*** DATA SECTION ***

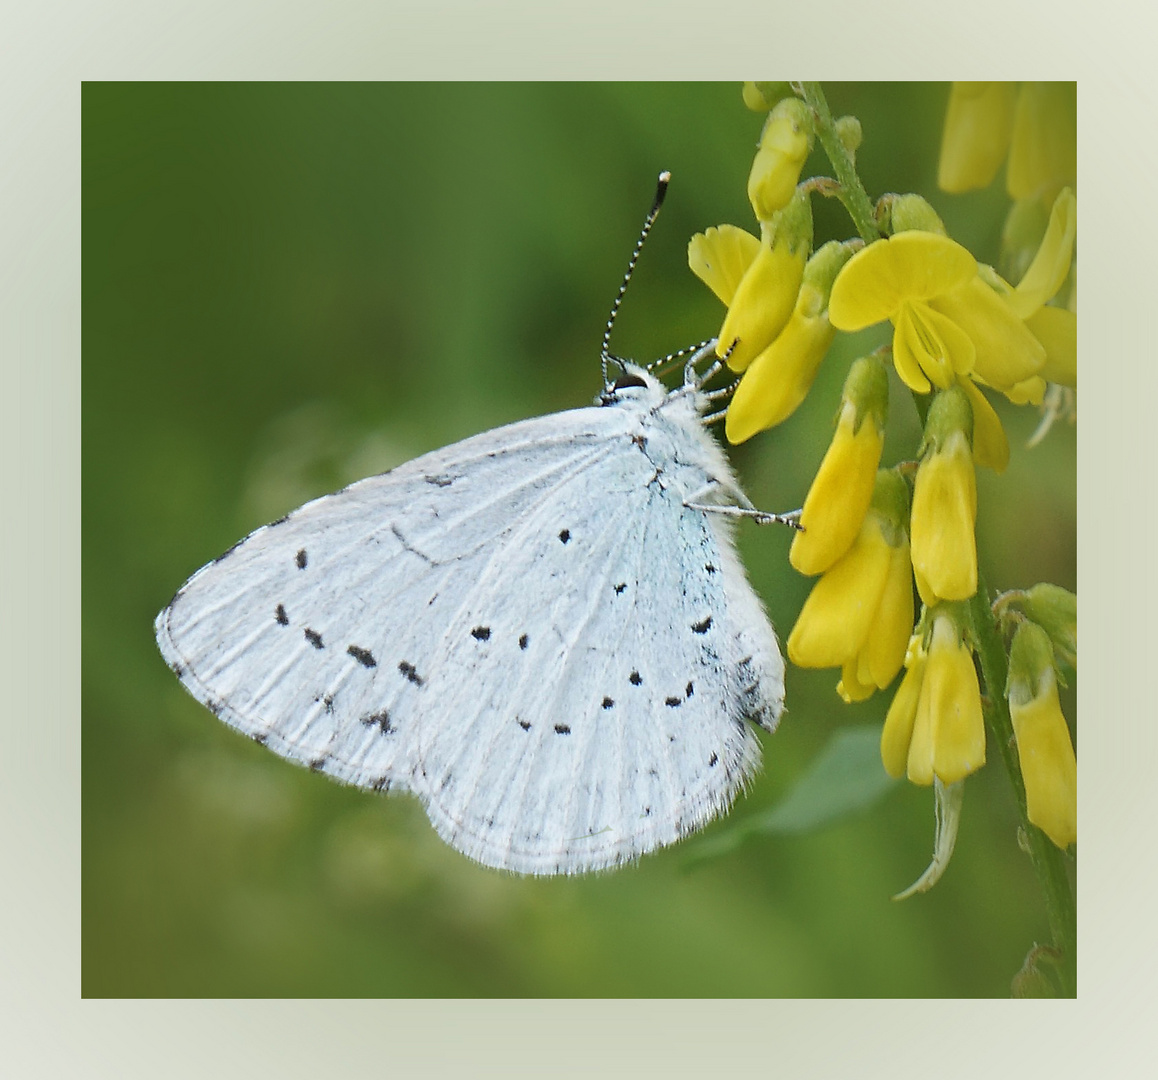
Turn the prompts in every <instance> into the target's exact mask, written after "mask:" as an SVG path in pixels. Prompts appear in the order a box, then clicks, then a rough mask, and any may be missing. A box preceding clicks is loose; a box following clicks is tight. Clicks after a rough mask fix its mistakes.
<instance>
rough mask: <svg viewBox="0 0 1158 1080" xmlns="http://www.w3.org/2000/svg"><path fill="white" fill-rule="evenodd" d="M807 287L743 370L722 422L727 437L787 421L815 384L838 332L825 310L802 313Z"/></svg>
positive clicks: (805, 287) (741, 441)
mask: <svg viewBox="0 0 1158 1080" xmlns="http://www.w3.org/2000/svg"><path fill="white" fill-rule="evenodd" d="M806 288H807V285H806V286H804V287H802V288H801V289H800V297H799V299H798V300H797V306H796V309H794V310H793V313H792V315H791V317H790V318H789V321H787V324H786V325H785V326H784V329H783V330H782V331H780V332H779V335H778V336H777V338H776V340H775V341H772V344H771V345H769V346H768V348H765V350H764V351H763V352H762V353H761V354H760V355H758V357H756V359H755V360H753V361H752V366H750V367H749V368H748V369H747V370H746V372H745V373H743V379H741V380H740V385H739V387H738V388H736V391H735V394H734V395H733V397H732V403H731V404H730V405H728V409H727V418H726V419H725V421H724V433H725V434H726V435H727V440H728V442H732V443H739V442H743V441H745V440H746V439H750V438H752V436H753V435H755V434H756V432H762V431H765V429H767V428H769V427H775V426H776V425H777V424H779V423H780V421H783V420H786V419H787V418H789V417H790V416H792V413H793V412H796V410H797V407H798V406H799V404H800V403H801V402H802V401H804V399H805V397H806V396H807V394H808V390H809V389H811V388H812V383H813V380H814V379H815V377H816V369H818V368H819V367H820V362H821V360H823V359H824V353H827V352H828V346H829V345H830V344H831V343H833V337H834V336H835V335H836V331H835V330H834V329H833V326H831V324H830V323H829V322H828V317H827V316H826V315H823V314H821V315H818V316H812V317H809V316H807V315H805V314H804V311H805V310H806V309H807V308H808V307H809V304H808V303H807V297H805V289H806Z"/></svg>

*** End of DATA SECTION ***
*** DATA SECTION ***

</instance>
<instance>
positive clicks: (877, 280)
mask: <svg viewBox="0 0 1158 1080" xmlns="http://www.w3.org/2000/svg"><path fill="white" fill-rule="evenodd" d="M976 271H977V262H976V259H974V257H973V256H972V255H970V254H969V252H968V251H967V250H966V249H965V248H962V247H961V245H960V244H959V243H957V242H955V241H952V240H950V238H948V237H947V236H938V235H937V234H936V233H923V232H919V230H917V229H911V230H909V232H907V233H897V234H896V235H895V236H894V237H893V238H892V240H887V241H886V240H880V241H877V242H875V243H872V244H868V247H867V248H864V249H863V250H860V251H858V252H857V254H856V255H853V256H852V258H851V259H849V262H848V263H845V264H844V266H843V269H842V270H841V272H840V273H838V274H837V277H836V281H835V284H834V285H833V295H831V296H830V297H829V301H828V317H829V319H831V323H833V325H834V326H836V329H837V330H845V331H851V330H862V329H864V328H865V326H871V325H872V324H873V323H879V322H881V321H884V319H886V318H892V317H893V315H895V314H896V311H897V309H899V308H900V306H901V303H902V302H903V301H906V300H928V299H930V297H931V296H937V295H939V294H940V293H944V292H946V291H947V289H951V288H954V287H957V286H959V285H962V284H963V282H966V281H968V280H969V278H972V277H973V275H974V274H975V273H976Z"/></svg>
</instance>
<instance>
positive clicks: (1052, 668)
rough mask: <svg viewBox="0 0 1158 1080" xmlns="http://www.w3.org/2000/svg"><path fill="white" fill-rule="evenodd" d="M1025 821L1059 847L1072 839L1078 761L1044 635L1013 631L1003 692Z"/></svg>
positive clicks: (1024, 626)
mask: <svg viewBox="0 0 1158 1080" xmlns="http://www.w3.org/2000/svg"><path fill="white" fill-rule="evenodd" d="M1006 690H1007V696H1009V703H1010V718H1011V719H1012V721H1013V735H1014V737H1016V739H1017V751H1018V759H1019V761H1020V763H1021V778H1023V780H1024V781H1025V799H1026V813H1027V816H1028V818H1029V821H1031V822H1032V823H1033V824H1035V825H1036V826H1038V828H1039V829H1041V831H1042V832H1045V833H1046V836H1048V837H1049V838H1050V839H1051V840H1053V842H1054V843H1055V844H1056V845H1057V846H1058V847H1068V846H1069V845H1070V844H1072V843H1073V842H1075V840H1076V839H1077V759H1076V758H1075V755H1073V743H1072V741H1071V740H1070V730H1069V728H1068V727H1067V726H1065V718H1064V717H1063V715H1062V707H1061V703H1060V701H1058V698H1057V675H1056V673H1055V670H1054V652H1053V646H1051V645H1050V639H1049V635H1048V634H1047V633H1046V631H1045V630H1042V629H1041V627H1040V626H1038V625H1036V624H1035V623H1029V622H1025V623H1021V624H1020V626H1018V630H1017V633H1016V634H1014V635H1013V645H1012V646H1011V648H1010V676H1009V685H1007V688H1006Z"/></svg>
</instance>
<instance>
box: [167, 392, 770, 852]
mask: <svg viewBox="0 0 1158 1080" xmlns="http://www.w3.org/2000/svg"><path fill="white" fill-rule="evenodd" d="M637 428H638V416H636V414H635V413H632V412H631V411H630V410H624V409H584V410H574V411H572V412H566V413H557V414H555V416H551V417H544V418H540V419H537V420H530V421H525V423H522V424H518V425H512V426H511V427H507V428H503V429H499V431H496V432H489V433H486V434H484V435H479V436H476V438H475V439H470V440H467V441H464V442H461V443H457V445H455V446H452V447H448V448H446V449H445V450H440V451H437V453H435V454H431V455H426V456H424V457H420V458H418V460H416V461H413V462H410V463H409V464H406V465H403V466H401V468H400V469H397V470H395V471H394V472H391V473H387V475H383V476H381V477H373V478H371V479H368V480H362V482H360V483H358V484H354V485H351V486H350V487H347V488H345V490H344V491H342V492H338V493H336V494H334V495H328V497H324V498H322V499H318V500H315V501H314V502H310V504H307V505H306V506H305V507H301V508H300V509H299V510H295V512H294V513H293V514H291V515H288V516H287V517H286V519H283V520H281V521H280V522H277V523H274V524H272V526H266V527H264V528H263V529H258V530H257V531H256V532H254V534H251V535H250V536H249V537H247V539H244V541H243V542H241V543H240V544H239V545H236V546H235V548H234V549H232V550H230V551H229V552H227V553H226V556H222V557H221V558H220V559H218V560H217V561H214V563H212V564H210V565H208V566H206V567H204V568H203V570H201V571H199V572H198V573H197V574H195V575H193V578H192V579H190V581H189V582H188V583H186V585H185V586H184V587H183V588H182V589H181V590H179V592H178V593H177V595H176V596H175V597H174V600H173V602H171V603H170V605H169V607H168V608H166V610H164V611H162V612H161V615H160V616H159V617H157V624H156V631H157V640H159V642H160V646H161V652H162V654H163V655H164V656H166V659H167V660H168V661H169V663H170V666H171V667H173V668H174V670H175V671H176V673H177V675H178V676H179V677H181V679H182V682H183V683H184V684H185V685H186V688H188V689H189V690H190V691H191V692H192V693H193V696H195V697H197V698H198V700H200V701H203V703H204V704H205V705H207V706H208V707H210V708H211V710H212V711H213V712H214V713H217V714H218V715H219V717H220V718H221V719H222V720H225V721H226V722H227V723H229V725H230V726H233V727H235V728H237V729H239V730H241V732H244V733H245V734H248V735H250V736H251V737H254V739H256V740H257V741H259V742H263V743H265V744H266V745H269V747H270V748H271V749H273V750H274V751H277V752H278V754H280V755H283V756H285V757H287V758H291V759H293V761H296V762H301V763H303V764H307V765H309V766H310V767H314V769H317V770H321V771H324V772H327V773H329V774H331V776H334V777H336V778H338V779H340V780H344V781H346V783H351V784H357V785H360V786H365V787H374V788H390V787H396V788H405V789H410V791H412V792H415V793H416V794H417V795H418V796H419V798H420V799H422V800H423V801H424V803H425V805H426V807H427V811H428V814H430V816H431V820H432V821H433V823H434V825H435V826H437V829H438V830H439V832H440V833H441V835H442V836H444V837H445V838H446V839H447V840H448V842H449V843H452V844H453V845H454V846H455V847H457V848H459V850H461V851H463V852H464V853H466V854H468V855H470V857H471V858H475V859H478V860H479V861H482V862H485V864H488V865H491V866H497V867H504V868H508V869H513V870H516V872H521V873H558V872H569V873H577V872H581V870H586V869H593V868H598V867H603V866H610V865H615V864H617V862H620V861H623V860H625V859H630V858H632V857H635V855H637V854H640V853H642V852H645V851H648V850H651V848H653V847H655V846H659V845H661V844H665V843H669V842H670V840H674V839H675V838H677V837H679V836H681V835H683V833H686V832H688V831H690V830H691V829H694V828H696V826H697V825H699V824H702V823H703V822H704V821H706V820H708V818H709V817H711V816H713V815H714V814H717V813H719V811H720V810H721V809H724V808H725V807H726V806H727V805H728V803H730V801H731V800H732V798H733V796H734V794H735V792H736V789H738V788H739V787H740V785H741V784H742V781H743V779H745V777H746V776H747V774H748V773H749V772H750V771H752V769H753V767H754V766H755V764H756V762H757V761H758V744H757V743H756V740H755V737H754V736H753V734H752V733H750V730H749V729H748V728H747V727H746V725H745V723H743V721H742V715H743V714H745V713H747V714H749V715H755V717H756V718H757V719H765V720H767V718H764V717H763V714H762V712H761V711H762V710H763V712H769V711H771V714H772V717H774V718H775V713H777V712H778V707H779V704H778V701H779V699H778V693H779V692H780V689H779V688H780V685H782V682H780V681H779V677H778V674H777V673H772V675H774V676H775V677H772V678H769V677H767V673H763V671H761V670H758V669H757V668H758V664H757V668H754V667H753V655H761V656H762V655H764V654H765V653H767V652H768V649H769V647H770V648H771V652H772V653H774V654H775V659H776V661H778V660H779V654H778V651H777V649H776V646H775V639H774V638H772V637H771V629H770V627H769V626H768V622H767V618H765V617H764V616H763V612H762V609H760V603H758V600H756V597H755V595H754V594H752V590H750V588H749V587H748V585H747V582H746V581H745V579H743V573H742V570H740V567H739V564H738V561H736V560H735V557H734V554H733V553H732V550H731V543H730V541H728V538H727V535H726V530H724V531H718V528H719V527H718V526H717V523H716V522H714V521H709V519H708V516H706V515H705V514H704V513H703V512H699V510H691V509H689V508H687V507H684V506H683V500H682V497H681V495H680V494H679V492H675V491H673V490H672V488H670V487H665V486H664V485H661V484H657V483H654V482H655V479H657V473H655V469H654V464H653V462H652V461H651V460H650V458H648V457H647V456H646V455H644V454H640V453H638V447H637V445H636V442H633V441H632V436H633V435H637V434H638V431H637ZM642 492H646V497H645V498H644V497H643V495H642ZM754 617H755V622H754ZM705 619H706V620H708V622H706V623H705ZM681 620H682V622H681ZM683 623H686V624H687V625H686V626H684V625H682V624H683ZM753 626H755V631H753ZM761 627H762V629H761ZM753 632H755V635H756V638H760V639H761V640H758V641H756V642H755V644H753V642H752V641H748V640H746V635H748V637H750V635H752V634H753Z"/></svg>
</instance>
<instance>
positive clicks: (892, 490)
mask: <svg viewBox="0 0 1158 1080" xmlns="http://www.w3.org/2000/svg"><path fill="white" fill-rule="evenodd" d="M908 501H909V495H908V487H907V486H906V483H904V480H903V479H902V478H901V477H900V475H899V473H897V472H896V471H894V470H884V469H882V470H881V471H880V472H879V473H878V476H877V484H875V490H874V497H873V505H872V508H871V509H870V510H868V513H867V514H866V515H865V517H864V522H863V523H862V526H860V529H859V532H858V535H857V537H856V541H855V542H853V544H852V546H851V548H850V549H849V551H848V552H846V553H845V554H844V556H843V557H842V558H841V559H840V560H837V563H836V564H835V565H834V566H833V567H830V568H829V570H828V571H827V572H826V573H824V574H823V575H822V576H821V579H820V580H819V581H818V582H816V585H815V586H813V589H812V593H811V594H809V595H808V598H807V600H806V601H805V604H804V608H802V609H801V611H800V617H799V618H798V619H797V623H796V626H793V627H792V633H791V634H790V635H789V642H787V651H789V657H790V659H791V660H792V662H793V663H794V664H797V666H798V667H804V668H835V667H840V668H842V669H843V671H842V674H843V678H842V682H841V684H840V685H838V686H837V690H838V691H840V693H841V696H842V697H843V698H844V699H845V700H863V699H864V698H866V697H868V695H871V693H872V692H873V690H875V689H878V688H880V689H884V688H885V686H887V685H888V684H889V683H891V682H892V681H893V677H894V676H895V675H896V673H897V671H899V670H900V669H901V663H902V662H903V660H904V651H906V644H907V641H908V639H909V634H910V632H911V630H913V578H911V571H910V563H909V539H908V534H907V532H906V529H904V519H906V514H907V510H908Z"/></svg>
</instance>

*** End of DATA SECTION ***
*** DATA SECTION ***

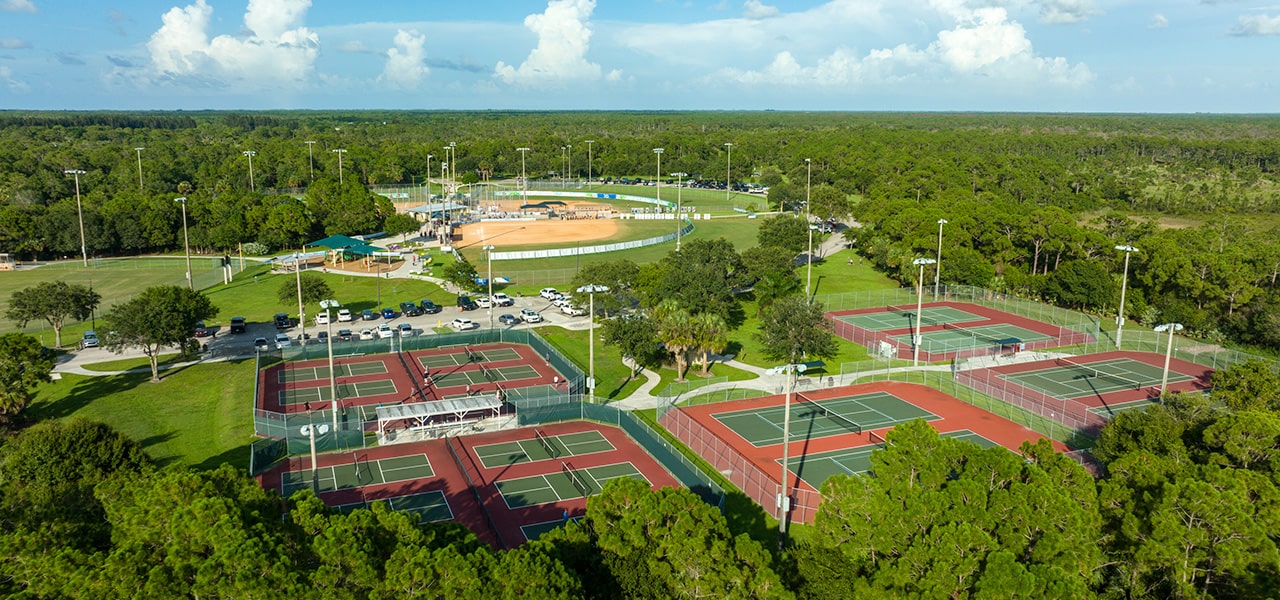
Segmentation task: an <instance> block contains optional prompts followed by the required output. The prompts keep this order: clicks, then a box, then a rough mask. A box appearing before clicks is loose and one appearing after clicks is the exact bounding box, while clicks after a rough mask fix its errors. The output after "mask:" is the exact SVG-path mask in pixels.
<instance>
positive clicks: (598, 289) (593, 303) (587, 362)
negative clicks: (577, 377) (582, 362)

*** End of DATA SECTION ***

**YOUR OBJECTIVE**
Starting at the line containing "Turn the prompts" and ending at the line containing "positive clicks: (805, 287) (741, 441)", write out that stretch of the material again with "rough mask" swapped for "coarse mask" and nothing else altered.

**YOUR RESPONSE**
Turn the prompts in every <instance> into the target's exact mask, written after "mask:" as an SVG path in pixels. Prompts appear in the order a box, then clicks, then a coarse mask, and any may be missing. A box preceding clicks is loose; a box following clicks is tight. Clicks after a coarse mask fix its mistakes.
<instance>
coarse mask: <svg viewBox="0 0 1158 1080" xmlns="http://www.w3.org/2000/svg"><path fill="white" fill-rule="evenodd" d="M807 287L743 370L722 422L727 437L787 421L815 384L838 332L825 310L802 313Z"/></svg>
positive clicks: (805, 287) (741, 441)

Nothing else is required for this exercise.